MATERIAL SHOWN -

....................

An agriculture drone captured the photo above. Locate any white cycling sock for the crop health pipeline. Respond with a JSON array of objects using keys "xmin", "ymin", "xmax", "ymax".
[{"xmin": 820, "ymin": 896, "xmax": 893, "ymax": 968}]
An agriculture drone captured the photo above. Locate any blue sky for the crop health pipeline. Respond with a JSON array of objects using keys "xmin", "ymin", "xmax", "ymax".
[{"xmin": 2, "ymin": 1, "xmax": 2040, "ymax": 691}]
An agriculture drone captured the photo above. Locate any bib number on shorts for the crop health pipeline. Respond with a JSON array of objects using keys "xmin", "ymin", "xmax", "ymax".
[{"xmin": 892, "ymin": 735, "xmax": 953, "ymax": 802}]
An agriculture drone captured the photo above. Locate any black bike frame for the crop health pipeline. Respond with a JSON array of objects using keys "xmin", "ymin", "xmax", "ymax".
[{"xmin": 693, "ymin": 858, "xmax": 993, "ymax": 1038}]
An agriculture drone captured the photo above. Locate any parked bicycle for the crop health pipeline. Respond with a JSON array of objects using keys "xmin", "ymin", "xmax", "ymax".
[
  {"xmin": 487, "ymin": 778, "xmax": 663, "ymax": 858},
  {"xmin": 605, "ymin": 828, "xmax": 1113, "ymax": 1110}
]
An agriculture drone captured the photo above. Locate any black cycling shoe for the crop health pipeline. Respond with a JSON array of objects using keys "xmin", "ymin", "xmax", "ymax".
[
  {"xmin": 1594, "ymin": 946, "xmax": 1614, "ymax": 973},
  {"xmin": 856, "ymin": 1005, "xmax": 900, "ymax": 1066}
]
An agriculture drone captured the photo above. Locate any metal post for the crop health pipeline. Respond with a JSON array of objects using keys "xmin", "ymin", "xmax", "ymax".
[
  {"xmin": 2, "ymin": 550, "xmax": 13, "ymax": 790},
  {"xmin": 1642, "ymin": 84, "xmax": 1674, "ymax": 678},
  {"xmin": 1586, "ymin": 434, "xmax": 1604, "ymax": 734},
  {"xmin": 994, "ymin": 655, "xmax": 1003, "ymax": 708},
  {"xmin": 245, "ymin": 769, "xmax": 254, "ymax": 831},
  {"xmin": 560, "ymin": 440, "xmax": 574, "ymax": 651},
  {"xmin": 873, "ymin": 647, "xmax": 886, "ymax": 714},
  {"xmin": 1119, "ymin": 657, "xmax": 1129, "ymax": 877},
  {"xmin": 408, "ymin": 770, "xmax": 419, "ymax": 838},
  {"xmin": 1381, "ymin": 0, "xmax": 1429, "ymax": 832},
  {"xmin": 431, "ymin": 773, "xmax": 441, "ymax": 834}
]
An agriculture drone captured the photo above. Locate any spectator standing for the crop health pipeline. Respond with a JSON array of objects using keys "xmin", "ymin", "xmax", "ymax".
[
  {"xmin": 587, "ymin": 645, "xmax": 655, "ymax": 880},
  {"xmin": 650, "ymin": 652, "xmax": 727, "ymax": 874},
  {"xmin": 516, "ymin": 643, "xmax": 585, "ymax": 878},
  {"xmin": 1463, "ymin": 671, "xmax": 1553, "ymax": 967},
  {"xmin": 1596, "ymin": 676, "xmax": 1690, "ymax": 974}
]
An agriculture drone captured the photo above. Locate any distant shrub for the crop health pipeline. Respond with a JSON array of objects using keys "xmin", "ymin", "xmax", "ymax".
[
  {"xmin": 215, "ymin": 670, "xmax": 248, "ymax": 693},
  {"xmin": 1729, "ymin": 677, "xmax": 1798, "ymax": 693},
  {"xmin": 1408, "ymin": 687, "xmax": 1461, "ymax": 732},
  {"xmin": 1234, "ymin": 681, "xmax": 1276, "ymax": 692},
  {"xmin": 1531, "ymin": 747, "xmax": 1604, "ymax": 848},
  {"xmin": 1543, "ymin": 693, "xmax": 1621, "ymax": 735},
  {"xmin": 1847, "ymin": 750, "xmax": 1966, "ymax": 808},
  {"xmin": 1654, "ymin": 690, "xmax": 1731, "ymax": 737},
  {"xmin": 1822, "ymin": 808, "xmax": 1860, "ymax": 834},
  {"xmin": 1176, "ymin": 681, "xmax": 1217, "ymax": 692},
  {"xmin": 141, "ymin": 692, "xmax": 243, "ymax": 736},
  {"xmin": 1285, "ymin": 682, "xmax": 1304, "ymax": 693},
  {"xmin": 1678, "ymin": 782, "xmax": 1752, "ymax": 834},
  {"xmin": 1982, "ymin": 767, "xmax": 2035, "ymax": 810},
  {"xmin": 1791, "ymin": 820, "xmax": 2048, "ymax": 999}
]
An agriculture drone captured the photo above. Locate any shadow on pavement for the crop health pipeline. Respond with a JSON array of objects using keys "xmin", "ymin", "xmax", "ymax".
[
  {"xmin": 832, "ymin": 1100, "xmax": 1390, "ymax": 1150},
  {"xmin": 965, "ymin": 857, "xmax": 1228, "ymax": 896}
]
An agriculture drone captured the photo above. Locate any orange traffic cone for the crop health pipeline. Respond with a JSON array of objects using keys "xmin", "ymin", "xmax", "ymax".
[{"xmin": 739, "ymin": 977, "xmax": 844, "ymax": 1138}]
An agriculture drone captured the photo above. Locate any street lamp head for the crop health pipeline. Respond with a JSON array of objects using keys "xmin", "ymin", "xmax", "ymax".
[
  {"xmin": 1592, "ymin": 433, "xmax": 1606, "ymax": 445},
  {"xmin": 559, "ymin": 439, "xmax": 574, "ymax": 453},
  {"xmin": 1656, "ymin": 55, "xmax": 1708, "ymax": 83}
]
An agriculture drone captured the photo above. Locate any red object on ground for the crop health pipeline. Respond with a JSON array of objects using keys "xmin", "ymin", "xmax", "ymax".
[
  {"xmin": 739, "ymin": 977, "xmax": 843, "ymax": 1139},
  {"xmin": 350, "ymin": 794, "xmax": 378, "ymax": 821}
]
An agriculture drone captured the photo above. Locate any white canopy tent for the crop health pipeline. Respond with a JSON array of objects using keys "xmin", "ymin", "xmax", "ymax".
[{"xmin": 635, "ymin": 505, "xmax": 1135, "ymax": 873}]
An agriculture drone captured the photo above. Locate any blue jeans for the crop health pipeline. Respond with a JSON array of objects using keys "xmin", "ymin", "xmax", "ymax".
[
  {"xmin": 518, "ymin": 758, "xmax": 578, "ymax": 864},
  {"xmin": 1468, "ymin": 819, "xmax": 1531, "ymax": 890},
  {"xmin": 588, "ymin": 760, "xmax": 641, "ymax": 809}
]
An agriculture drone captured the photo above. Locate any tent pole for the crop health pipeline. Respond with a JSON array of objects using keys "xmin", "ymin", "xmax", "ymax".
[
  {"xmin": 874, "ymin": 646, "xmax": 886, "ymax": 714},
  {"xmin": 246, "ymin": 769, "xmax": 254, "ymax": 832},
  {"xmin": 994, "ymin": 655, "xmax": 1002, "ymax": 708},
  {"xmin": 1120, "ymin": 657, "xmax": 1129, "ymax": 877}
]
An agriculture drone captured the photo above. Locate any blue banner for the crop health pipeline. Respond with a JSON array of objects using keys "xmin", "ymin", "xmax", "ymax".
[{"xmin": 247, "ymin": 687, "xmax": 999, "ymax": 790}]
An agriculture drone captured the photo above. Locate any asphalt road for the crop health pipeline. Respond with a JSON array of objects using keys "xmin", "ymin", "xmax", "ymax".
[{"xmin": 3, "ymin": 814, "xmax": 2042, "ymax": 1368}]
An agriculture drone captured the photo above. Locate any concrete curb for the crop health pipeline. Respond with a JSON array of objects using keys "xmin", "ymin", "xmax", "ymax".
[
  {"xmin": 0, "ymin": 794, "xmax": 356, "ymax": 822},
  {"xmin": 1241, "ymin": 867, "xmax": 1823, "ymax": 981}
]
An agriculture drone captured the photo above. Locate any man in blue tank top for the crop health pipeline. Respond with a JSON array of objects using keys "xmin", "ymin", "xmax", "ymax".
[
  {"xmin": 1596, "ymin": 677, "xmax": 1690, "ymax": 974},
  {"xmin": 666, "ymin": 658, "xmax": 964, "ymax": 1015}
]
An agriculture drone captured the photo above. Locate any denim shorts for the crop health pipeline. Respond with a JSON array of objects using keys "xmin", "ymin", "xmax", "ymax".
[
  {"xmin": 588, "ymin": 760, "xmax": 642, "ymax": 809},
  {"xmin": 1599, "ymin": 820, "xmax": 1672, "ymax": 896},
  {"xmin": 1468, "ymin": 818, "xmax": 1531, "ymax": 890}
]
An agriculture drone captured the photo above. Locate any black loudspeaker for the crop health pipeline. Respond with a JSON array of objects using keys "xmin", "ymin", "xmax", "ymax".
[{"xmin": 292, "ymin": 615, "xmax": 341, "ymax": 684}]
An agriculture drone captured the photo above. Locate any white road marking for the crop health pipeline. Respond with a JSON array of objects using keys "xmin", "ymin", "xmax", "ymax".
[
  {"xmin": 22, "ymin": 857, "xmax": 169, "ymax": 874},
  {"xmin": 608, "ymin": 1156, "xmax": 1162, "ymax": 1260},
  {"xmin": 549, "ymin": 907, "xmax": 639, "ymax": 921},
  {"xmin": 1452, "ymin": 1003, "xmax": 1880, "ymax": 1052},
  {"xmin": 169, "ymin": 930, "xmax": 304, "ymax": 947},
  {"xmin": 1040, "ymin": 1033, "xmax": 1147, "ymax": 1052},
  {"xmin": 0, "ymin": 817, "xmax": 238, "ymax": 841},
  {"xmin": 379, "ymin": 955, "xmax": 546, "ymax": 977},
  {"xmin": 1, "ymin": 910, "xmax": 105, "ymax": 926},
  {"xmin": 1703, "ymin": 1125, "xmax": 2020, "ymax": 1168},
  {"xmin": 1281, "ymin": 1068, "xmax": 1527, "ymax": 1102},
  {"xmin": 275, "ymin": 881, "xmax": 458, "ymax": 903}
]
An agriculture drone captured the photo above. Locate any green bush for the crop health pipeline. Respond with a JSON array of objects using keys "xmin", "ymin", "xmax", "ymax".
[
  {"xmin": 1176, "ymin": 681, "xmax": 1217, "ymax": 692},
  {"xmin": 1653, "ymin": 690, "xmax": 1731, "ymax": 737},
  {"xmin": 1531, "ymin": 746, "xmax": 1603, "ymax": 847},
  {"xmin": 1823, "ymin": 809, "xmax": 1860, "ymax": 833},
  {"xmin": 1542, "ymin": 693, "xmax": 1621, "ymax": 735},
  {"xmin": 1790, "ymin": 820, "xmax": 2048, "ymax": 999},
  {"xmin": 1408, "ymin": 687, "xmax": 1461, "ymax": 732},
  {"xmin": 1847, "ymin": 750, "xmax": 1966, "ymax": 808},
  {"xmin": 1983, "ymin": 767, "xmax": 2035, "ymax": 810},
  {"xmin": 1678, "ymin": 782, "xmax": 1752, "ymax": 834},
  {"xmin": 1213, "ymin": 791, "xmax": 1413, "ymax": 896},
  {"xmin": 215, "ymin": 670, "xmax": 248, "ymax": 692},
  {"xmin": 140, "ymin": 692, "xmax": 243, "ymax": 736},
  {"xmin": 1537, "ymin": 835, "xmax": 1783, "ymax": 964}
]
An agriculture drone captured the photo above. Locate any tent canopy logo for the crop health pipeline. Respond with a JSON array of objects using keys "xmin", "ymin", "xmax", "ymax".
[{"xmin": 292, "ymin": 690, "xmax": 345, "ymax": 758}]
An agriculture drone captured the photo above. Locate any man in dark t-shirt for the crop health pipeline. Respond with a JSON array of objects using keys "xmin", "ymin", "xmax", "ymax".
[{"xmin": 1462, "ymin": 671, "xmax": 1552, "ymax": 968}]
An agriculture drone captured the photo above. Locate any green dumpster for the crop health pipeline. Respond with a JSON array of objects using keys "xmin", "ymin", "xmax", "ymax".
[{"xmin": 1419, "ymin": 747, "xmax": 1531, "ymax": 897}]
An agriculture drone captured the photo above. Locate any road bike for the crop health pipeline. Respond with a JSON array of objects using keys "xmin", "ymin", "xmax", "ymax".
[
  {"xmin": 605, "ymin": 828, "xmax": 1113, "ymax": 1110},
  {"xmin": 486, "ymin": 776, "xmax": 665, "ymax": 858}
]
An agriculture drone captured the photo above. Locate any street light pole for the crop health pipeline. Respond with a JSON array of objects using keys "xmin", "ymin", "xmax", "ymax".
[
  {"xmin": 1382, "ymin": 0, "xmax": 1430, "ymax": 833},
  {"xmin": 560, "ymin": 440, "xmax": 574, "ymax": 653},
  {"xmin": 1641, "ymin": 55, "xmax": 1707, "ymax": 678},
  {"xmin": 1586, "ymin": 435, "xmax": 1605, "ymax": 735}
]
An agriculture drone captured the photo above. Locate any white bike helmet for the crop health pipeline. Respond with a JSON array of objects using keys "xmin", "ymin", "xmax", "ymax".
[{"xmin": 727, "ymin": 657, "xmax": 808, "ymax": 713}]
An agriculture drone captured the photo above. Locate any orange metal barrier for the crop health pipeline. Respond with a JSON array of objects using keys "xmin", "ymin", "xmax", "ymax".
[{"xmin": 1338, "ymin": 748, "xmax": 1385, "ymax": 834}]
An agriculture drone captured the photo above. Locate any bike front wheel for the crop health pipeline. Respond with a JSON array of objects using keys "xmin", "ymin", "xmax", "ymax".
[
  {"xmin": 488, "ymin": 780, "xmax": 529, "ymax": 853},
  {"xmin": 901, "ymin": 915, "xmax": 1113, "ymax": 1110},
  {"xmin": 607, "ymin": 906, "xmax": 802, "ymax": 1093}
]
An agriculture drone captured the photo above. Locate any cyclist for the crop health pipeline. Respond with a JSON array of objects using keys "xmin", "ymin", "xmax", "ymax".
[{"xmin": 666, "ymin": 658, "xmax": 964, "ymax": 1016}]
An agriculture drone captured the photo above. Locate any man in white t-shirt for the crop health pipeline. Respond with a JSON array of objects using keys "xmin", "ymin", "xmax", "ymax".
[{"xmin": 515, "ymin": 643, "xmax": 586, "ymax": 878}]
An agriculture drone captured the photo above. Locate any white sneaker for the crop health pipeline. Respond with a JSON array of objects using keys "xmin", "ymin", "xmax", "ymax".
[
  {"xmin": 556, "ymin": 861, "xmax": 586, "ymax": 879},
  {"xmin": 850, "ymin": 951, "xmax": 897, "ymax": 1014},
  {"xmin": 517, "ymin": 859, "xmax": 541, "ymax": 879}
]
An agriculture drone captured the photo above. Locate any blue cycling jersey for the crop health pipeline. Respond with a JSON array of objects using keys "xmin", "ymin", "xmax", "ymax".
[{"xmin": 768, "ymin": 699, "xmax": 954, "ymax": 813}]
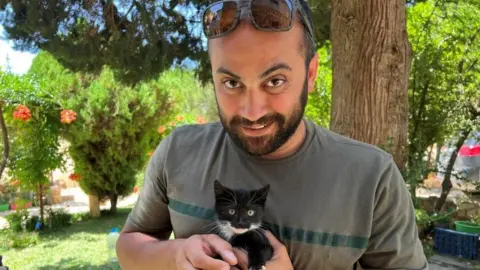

....................

Print, exactly as written, the lines from the one containing "An agriculture drone captured the photo above. Locate any bike" to the end of the material, both ends included, and nothing else; no pictures.

PROBLEM SOLUTION -
An agriculture drone captured the photo above. Locate any bike front wheel for the crop health pipeline. Respond with a JSON array of objects using keys "xmin", "ymin", "xmax", "ymax".
[
  {"xmin": 488, "ymin": 780, "xmax": 529, "ymax": 853},
  {"xmin": 901, "ymin": 915, "xmax": 1113, "ymax": 1110},
  {"xmin": 607, "ymin": 906, "xmax": 802, "ymax": 1093}
]
An agriculture drone captured the photo above. Locate any cyclist for the crop health pipeline. Respond with a JSON array of objects using keys "xmin", "ymin", "xmax", "ymax".
[{"xmin": 666, "ymin": 658, "xmax": 964, "ymax": 1016}]
An agriculture drone captured the photo above. Locate any man in white t-shirt for the crop health pipeline. Respond with a JSON array of objects using keys "xmin", "ymin", "xmax", "ymax".
[{"xmin": 515, "ymin": 643, "xmax": 586, "ymax": 878}]
An agriculture drone captured the photo above. Locate any white sneaker for the crop health pipeline. Respond with a JSON array of objects using keys "xmin", "ymin", "xmax", "ymax".
[
  {"xmin": 556, "ymin": 861, "xmax": 586, "ymax": 879},
  {"xmin": 850, "ymin": 951, "xmax": 897, "ymax": 1014},
  {"xmin": 517, "ymin": 859, "xmax": 541, "ymax": 879}
]
An agriculture drone captured the photo above. Locate any blue cycling jersey for the crop health pipeline. Respond with a JSON array of objects using keys "xmin", "ymin", "xmax", "ymax".
[{"xmin": 768, "ymin": 699, "xmax": 954, "ymax": 813}]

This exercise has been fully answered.